INPUT —

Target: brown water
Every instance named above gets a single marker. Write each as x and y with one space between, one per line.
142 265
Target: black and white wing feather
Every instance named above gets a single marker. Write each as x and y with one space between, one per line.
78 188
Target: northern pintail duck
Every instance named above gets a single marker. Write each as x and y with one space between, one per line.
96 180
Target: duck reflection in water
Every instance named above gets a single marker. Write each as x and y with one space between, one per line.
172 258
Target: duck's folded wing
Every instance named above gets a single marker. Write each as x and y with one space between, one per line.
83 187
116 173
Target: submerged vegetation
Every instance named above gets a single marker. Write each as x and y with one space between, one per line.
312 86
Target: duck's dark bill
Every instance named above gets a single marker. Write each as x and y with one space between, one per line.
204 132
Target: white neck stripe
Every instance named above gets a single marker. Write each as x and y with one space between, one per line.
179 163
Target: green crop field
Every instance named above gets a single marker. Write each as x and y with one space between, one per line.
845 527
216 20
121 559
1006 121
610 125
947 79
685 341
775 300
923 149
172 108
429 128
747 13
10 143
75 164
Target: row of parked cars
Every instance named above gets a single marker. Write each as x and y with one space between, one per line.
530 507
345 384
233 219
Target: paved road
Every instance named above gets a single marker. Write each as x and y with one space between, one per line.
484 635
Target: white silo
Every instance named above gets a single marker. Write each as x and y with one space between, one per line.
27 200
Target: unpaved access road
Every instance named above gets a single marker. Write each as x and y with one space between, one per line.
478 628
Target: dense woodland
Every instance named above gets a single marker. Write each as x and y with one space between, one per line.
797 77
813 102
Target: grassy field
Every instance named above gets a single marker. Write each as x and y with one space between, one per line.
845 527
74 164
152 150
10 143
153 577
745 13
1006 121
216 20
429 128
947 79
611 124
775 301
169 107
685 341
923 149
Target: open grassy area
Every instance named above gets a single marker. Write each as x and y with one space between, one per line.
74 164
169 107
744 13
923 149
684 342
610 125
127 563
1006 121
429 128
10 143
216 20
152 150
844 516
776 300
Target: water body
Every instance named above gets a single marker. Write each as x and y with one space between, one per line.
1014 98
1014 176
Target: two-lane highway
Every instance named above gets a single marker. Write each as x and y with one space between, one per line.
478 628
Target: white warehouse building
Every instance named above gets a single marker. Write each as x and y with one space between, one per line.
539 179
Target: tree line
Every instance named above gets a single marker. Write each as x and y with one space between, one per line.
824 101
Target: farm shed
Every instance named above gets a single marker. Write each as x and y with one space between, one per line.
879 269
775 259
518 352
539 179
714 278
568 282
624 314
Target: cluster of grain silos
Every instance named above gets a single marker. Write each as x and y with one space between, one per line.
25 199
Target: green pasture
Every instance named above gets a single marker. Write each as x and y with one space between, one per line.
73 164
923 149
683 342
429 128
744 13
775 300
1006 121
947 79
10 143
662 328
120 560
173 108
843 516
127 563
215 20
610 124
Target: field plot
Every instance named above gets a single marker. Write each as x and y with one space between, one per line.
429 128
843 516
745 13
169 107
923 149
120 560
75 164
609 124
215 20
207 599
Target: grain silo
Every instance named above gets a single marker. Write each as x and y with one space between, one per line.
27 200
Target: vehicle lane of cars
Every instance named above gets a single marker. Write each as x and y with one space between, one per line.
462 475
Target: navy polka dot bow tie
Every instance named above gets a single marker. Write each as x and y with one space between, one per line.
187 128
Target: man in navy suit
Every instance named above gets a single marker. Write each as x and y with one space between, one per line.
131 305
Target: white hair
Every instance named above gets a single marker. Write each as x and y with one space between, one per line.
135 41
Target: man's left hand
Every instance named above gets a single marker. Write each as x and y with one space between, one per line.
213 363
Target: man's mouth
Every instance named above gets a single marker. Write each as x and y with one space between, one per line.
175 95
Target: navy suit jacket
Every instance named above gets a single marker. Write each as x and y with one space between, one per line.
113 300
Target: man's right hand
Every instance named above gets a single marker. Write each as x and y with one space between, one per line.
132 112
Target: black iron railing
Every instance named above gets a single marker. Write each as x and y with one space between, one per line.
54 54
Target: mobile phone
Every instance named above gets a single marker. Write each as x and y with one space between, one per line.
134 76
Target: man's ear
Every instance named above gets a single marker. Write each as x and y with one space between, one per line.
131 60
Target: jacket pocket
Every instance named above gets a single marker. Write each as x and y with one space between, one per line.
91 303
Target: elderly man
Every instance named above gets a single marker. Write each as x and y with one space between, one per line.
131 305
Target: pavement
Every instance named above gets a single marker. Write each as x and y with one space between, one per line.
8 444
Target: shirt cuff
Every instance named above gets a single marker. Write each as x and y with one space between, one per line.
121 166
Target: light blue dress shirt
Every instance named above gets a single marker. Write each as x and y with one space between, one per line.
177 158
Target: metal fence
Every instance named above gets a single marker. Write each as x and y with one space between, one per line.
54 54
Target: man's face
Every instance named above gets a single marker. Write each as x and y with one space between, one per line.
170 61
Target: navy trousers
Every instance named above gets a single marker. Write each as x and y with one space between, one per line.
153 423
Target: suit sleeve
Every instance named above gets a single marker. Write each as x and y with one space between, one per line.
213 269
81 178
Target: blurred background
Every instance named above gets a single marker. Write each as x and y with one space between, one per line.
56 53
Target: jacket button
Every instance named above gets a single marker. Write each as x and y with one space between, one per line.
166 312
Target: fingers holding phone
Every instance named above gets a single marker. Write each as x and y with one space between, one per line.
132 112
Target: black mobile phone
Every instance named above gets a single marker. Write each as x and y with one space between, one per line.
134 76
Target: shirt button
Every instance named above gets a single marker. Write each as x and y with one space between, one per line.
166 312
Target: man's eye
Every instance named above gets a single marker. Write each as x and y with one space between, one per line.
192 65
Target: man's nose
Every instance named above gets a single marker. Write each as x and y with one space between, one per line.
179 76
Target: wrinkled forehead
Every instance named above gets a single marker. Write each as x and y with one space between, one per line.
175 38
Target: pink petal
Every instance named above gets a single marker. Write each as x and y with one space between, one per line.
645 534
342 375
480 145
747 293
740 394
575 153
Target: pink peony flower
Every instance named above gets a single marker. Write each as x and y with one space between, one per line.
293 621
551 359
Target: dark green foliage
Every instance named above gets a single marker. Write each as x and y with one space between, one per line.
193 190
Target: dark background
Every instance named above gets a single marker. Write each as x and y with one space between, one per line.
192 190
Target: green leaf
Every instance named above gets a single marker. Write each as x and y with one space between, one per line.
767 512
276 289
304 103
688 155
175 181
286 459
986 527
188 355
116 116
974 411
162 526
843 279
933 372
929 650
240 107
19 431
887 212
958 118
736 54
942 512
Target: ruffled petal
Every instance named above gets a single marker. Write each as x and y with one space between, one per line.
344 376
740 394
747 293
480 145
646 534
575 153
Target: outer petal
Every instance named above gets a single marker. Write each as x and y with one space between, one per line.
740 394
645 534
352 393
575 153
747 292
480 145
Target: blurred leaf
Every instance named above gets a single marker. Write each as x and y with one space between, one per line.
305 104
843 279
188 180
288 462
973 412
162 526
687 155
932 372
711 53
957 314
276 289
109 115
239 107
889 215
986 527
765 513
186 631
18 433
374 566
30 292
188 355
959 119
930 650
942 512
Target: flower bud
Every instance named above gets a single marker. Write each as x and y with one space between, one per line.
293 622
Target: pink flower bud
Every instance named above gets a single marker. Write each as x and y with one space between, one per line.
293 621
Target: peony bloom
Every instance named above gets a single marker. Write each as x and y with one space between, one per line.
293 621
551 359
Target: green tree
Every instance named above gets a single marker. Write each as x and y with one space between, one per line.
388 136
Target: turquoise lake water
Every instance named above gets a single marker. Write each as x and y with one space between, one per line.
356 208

GIVEN EXERCISE —
Extract every entry above verbatim, keeping the original order from the first entry to the last.

RESULT —
Target: brown water
Every instance named above gets a single marker. Write each as x and y with one space between, one per line.
142 265
Target: black and white wing feather
Every instance named above gets a single marker. Write each as x and y with one space between, one per line.
78 188
Target: northern pintail duck
Every instance named above gets a single marker. Write each as x and y with one space between, one per line.
96 180
Target: duck reflection in water
Every instance named above gets a single marker. Write each as x and y with one space between, one per line.
172 258
Target: duck's folded wing
Every instance named above gets a single marker. Write each as x and y with one space between, one per line.
83 187
116 173
Target: submerged vegetation
Every instance named above gets a single marker. Write each as x and y with one space between, one per line.
312 86
Target: duck's dark bill
Every instance named above gets a single marker. Write each as x and y with one space between, one per line.
204 132
Target: white neck stripe
Every instance named above gets a single marker. Write each as x and y with one space between, one per line.
179 163
Target: green crop field
Every instance named above gets a single marker. Write each as x and y with one space between, one per line.
845 527
216 20
121 559
1006 121
610 125
947 79
685 341
775 300
923 149
172 108
429 128
747 13
10 143
75 164
Target: row of parked cars
Every instance named above gets a single marker. Write each as x and y with one space between, one per line.
530 507
345 384
233 219
Target: paved road
Every instance named above gets a single marker. Write each as x and y with one space between, one per line.
484 635
Target: white silo
Every instance named above gets a single marker. Write each as x and y with one space between, one per line.
27 200
Target: unpaved access road
Every instance named above gets a single marker. Write each as x and y with one space between, one per line.
478 628
Target: dense woodland
Every instance named above gets a single marker. Write each as x and y with one space between, one per line.
797 77
813 102
Target: grassy field
Every instance named above gets a single marker. Write each as x and y with one space between, one per line.
845 527
74 164
152 150
10 143
153 577
745 13
1006 121
216 20
429 128
947 79
611 124
775 301
169 107
685 341
923 149
Target: open grassy area
Every instance named above gets a single marker. Write each as x and y with one space between, one per line.
74 164
169 107
744 13
923 149
684 342
610 125
127 563
1006 121
429 128
10 143
216 20
152 150
844 516
776 300
Target: water body
Every instance named above gets a single marker. Write each as x and y with one space between, one per line.
1014 98
1014 176
Target: two-lane highway
Every instance named above gets a single marker. Write each as x and y with one space between, one per line.
478 628
Target: white warehouse building
Every instance named above gets a single marker. Write each as x and y with one space between, one per line.
539 179
Target: tree line
Every instance named above gets a single marker. Write each as x and y with one space between, one per line.
824 101
Target: farm shed
Every instance named above gets a single marker. Write each as x and y with one space between, one per line.
879 269
775 259
518 352
539 179
714 278
568 282
624 314
Target: cluster of grain silos
Every instance named above gets a single marker. Write each as x and y with one space between, one per line.
25 199
Target: green pasture
Every instance named above gets a single marker. Write each as x and y with one space between, one per line.
73 164
923 149
683 342
429 128
744 13
775 300
1006 121
947 79
10 143
662 328
120 560
173 108
843 516
127 563
215 20
610 124
Target: field plot
Every instance named above gets a single marker. Write each as x and y with one space between, one per line.
429 128
843 516
745 13
169 107
923 149
120 560
75 164
609 124
215 20
207 599
Target: grain silo
Every instance named above gets a single marker. Write each as x and y with one space between, one per line.
27 200
Target: vehicle lane of cars
Every instance named above gets a single marker. Write each as x and y with one space between, one per line.
462 475
Target: navy polka dot bow tie
Every instance named above gets a single marker. Write each as x and y with one space between, one per line.
187 128
Target: man in navy suit
Every instance named above gets a single marker. Write each as x and y with one space between, one per line.
131 305
Target: white hair
Every instance named above gets a single marker. Write each as x and y with one space between, one per line.
135 41
Target: man's left hand
Every instance named above gets a single marker. Write each as x and y with one space between, one per line.
213 363
Target: man's mouth
Every instance named above gets a single marker. Write each as x and y with one space between, one per line.
175 95
Target: navy suit jacket
Every instance named above gets a single marker. Write each as x and y with one space between, one per line.
113 300
Target: man's right hand
Every instance named above gets a single marker. Write each as x and y with one space between, one per line.
132 112
Target: black iron railing
Every instance named above gets a single marker. Write each as x and y with one space between, one per line.
54 54
Target: mobile phone
Every instance named above gets a single marker. Write each as x and y with one space between, one per line.
134 76
Target: man's ear
Every instance named above gets a single marker. Write each as x and y with one space between, one per line.
131 60
Target: jacket pocket
Every instance named above gets a single marker. Write each as x and y with one space between, one per line.
91 303
Target: elderly man
Every instance named above gets a single marker. Write each as x and y with one space between, one per line.
131 305
Target: pavement
Every instance named above gets a single marker. Write each as x and y with one space between, one per line.
8 444
Target: shirt cuff
Every instance named above gets a single marker. Write each as x and y with one space between, one per line.
121 166
Target: light blue dress shirt
Every instance named above gets a single marker. Write each as x and y with one space between, one per line.
177 158
Target: metal fence
Every instance named above gets a single marker. Write each as x and y with one space between, one per line.
54 54
Target: man's face
Every instance named above gets a single marker. Write each as x and y with one space between, one per line.
170 61
Target: navy trousers
Every instance named above gets a single marker. Write each as x and y with one space between, one per line.
153 423
Target: suit sleeve
Every instance named above gets a single marker. Write each as x and y with one space between, one per line.
213 269
81 178
Target: blurred background
Every instance named above gets a single marker. Write each as x and y with one space between, one per line.
56 53
Target: jacket button
Every instance named above gets a single marker. Write each as x and y with one space between, one per line.
166 312
Target: fingers holding phone
Every instance named above gets a single marker. Write each as x and y with one space between, one per line.
132 112
Target: black mobile phone
Every instance named above gets a single marker. Write each as x and y with one space between, one per line.
134 76
Target: shirt button
Every instance named above gets a single marker. Write each as x and y with one space between, one per line.
166 312
Target: man's eye
Every instance named above gets a single marker. Write each as x and y with one space between, one per line.
192 65
Target: man's nose
Every instance named above gets a single marker. Write each as x and y with one space between, one per line.
179 76
Target: wrinkled forehead
Every instance named above gets a single marker. Write each as x and y with one space between, one per line.
175 38
Target: pink petal
Every instance named above gets a single marker. Write each as x and y with one space between, one per line.
645 534
342 375
480 145
747 293
740 394
575 153
Target: pink peony flower
Every instance named above gets a single marker. Write each as x and y with one space between, one per line.
293 621
551 359
Target: dark green foliage
Every instance named above gets a single marker. Write each as x and y with one space between, one per line.
193 190
Target: dark background
Every instance named above gets a single marker. Write each as x and y with one space between, one per line.
192 190
Target: green leaf
Every instance named above gets a single marker. Write each as x and y with one space between, one per line.
767 512
276 289
304 103
688 155
175 181
286 459
986 527
188 355
116 116
974 411
162 526
843 279
933 372
929 650
240 107
19 431
887 212
958 118
736 54
942 512
Target: ruffled petal
Every instance named above gets a single marker. Write each as x and y with one space between, one per line.
344 376
740 394
747 293
480 145
646 534
575 153
Target: outer petal
Every instance named above gets a single marker. Write each as x and y with one space between, one per line.
740 394
645 534
352 393
575 153
747 292
480 145
Target: blurred leaf
Every instance named above gets a single marker. Write each as x and y with one space between, one per line.
305 104
843 279
188 180
288 462
973 412
162 526
687 155
932 372
711 53
957 314
276 289
109 115
239 107
889 215
986 527
765 513
186 631
18 433
374 566
30 292
188 355
959 119
930 650
942 512
Target: flower bud
Every instance named above gets a single marker. Write each as x and y with one space between, one per line.
293 622
Target: pink flower bud
Every instance named above gets a single marker. Write each as x and y with one space between, one per line.
293 621
Target: peony bloom
Every instance named above gets a single marker. Write each as x and y with one space between, one per line.
293 621
551 359
Target: green tree
Every instance named above gets a single marker. Write each as x and y with one space between, one per line.
388 136
Target: turquoise lake water
Every instance named above gets a single marker. Write each as x and y with one space between, one per line.
356 208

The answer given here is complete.